_Activity 1_
Please decide whether each statement below agrees with the Fosamax text. Answer yes or no for each one, and quote the deciding words from the text exactly.
(a) Fosamax has been shown to reduce fractures by about half.
(b) Risedronate (Actonel) produced a 50% reduction in hip fractures.
(c) It is now established how Fosamax makes the jaw bone necrotic.
_Activity 2_
Carry on the Fosamax text, starting right after its last sentence.

4. Will Fosamax or the other oral bisphosphonates continue to be the standard treatment for osteoporosis?

Yes. The oral bisphosphonates continue to be the most effective class of drugs in reducing the risk of osteoporotic fractures and are the first-line therapy in the treatment of osteoporosis. Fosamax has been shown to prevent bone loss at the spine and hip in postmenopausal women, and to reduce fractures by approximately 50%. Risedronate (Actonel) produced a 30% reduction in hip fractures. Fosamax continues to be in the top 50 most widely-prescribed drugs in this country. By 2006, over 190 million prescriptions were dispensed worldwide.

5. Do we know how the jaw bone becomes necrotic from Fosamax?

This question has not been answered and information is only speculative at this time. Osteoporosis can occur due to age-related changes in the number of osteoclasts and bone resorption sites. This overwhelms the production of new bone by osteoblasts and a decrease in bone mass occurs. By inhibiting osteoclastic activity, the oral bisphosphonates seemingly arrest the osteoporotic syndrome. In the process, however, the maxilla and mandible, upon continued exposure to the bisphosphonates, are unable to repair themselves from injury from mechanical forces or invasive surgery such as tooth extraction. This, coupled with a reduction in bone blood supply by the bisphosphonates (antiangiogenic effect), leads to jaw bone necrosis.

_Extracted data_

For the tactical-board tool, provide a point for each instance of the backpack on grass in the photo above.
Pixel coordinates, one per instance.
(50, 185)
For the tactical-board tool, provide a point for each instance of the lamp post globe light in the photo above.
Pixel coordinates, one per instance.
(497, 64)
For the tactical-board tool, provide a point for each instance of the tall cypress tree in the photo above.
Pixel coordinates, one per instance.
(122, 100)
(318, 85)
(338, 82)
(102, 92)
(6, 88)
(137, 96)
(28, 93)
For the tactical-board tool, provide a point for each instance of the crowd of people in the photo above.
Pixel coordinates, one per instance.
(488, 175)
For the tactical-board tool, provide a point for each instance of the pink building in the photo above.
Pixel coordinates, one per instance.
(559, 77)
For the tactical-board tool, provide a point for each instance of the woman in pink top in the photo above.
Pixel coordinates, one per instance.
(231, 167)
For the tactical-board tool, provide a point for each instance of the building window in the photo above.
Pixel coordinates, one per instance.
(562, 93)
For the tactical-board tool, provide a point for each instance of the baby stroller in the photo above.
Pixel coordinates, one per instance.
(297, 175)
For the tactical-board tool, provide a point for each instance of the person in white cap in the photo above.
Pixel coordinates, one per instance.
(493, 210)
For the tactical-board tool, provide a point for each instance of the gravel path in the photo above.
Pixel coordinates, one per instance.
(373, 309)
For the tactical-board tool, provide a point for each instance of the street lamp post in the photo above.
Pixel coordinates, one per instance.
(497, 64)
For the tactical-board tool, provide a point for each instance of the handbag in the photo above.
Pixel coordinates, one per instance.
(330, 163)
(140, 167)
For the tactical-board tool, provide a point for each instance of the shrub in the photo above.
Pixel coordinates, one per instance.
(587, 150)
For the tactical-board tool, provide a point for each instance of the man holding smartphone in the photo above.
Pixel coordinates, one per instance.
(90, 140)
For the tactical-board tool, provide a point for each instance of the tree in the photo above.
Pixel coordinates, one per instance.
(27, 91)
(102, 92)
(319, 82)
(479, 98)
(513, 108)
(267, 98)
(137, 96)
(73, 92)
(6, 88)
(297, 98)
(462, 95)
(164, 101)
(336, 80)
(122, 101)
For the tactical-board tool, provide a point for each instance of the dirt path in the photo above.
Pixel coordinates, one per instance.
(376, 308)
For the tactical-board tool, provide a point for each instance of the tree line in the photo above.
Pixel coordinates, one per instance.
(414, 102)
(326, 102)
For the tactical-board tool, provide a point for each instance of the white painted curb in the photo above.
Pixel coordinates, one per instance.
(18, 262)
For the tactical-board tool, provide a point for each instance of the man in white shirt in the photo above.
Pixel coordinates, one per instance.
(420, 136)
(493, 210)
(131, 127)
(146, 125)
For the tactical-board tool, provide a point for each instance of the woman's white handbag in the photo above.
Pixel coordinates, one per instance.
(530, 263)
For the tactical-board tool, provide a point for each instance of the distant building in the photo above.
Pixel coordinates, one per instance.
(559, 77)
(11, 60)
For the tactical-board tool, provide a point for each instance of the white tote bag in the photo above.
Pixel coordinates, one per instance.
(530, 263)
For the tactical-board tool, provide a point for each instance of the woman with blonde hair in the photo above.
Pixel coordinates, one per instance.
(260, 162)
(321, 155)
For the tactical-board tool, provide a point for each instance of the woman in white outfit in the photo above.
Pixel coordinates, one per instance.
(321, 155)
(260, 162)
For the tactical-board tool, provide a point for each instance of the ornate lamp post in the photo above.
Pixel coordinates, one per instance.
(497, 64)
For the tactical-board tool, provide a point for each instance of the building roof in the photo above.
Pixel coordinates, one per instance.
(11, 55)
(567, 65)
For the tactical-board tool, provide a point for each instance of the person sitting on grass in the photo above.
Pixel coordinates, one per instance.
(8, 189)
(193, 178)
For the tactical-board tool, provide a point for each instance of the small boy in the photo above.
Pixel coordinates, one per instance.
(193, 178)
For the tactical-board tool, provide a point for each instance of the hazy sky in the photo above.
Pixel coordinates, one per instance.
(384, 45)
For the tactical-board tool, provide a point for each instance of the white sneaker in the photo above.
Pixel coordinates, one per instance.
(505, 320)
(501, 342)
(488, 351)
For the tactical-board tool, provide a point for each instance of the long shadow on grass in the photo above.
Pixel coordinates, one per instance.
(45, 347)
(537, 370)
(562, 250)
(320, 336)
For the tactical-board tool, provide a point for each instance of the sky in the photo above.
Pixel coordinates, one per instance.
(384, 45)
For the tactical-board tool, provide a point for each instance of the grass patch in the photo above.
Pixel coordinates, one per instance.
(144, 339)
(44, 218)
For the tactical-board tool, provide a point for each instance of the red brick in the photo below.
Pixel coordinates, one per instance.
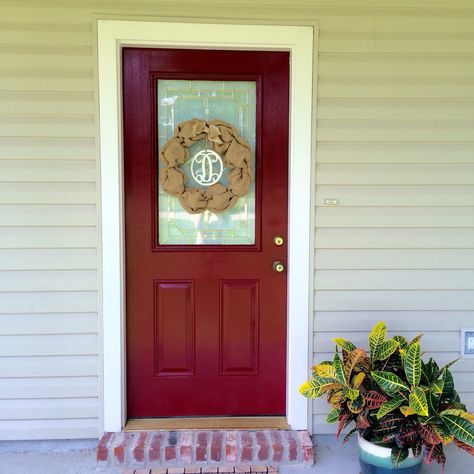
(231, 446)
(120, 448)
(216, 446)
(186, 446)
(246, 441)
(277, 446)
(306, 447)
(154, 451)
(170, 448)
(201, 446)
(103, 448)
(139, 448)
(264, 447)
(292, 447)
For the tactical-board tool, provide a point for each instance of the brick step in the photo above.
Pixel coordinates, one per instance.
(199, 449)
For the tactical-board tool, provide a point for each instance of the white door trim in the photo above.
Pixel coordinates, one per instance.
(298, 40)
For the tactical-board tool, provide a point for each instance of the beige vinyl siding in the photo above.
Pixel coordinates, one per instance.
(394, 144)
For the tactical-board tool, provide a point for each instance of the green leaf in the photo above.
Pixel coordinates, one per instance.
(412, 364)
(356, 405)
(386, 349)
(339, 369)
(316, 387)
(377, 338)
(333, 415)
(418, 403)
(344, 344)
(399, 455)
(389, 406)
(351, 393)
(389, 382)
(461, 428)
(402, 342)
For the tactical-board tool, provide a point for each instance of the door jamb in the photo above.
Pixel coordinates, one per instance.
(298, 40)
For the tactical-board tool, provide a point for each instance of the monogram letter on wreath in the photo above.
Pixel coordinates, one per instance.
(207, 166)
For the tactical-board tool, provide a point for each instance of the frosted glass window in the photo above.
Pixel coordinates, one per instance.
(233, 102)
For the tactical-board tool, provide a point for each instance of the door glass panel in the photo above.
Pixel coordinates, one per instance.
(233, 102)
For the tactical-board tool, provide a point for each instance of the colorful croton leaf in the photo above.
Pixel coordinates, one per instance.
(393, 398)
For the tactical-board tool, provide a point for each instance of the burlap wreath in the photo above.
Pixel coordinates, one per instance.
(225, 141)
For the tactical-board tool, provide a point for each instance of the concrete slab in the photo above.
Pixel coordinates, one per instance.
(331, 458)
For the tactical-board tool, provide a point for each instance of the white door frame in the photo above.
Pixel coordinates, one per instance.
(298, 40)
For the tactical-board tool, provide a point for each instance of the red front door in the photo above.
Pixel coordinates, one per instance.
(206, 312)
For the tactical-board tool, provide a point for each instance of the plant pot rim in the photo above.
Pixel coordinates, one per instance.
(381, 451)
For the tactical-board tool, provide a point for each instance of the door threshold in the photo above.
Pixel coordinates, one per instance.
(208, 423)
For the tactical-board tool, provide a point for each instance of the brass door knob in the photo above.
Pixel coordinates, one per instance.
(278, 240)
(278, 266)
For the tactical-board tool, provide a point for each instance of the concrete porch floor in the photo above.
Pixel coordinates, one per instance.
(79, 458)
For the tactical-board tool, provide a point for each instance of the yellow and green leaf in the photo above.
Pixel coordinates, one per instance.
(412, 364)
(358, 379)
(390, 383)
(386, 349)
(461, 428)
(333, 415)
(377, 337)
(407, 411)
(389, 406)
(418, 403)
(326, 370)
(339, 369)
(317, 386)
(351, 393)
(344, 344)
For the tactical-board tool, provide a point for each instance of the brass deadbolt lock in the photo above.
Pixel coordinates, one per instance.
(278, 240)
(278, 266)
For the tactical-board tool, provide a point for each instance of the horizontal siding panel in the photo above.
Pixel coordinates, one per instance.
(48, 345)
(45, 409)
(48, 237)
(332, 216)
(400, 86)
(57, 323)
(390, 130)
(47, 171)
(416, 300)
(396, 174)
(420, 113)
(49, 387)
(47, 193)
(380, 153)
(394, 238)
(392, 280)
(44, 148)
(408, 64)
(31, 215)
(9, 81)
(49, 429)
(385, 259)
(449, 341)
(49, 366)
(420, 321)
(51, 280)
(41, 125)
(35, 105)
(48, 259)
(52, 302)
(417, 196)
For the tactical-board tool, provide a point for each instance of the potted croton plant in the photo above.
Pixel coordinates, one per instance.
(403, 408)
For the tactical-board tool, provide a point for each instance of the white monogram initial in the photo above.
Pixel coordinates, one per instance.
(207, 167)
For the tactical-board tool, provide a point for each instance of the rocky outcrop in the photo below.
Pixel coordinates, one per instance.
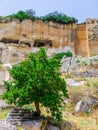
(71, 36)
(27, 120)
(92, 27)
(86, 104)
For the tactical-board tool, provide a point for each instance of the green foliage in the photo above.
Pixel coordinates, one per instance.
(54, 16)
(37, 78)
(21, 15)
(58, 18)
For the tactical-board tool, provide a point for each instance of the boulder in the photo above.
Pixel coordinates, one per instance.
(86, 104)
(82, 106)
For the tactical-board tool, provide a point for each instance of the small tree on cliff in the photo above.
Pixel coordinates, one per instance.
(37, 79)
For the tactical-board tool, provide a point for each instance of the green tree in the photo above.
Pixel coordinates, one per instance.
(37, 79)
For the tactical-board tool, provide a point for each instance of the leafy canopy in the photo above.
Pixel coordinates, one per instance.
(37, 79)
(56, 17)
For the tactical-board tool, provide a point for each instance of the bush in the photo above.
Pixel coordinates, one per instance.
(58, 18)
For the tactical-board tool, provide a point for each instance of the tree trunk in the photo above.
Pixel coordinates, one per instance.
(37, 112)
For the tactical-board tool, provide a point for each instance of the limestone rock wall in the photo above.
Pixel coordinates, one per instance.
(92, 27)
(70, 35)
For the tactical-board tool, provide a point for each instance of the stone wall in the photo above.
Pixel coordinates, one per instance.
(92, 26)
(64, 36)
(82, 39)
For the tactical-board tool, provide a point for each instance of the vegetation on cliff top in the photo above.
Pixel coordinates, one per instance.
(30, 14)
(37, 79)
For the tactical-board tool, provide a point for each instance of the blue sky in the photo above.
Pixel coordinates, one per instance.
(80, 9)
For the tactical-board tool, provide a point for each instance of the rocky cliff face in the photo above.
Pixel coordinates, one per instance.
(92, 27)
(71, 36)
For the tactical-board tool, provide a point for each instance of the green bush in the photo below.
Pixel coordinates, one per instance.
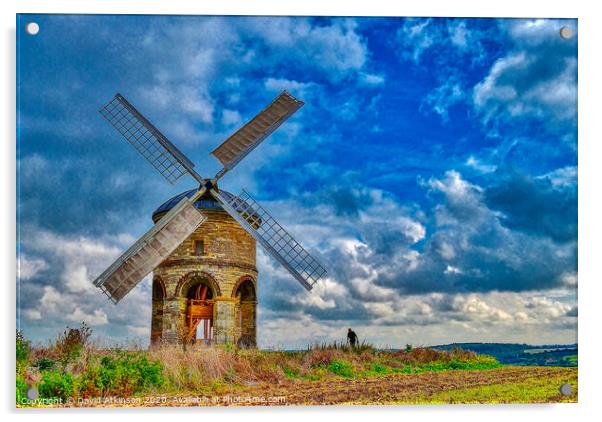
(71, 342)
(21, 388)
(23, 349)
(44, 364)
(122, 375)
(56, 384)
(341, 368)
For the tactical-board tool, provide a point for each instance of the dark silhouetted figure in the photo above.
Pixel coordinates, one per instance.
(351, 337)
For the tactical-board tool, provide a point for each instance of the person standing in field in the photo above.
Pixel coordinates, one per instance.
(351, 337)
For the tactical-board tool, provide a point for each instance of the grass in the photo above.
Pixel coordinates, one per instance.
(534, 390)
(72, 368)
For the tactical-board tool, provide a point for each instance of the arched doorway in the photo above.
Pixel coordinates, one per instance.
(199, 310)
(246, 304)
(158, 298)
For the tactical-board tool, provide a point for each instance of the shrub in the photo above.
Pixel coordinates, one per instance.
(23, 349)
(21, 388)
(122, 375)
(44, 364)
(71, 342)
(56, 384)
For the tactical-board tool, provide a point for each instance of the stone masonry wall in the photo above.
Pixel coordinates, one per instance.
(229, 256)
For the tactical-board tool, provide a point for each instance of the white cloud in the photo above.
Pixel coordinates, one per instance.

_Exercise output 1_
(a) Yes: "to reduce fractures by approximately 50%"
(b) No: "Risedronate (Actonel) produced a 30% reduction in hip fractures."
(c) No: "This question has not been answered and information is only speculative at this time."

_Exercise output 2_
6. What are the factors that increase the risk of jaw bone necrosis in Fosamax users?

Patients wih a history of periodontal disease and dental abscesses are at increased risk. Also, dento-alveolar trauma will increase the risk. The use of chronic steroids, such as prednisone, has been identified as a risk factor. Other factors are the duration of exposure and age, with longer treatment regimens and >65 years of age associated with a greater risk of developing the disease. Patients identified with jaw bone necrosis typically were exposed to oral bisphosphonates for 3 years or longer.

7. What are the symptoms that a Fosamax patient would experience which could indicate necrotic jaw bone?

Tooth mobility, mucosal swelling, and/or ulceration. Clinical symptoms would include a nonhealing extraction site, exposed bone surrounded by inflamed soft tissue, and purulent discharge at site of exposed bone. Exposed bone is usually more prevalent in areas such as tori and the mylohyoid ridge.

8. What kind of dental procedures can be performed in Fosamax users with no increase in risk for ONJ?

According to the American Dental Association, all routine procedures can be carried out. Routine dental treatment should not be modified on the basis of oral bisphosphonates on board the patient. However, presence of risk factors such as steroid use, >65 years of age, or prolonged exposure to the oral bisphosphonates may require consultation with an expert in metabolic bone disease prior to routine dental treatment.

9. Is dento-alveolar surgery contraindicated in Fosamax users?

No. According to Ruggiero and Drew (J Dental Research, 2007; 86(11):1013), in asymptomatic patients receiving oral bisphosphonate therapy, dento-alveolar surgery is not contraindicated.

10. Is a so-called “drug holiday” an effective way to reduce the risks of ONJ in Fosamax users prior to dental-alveolar surgery?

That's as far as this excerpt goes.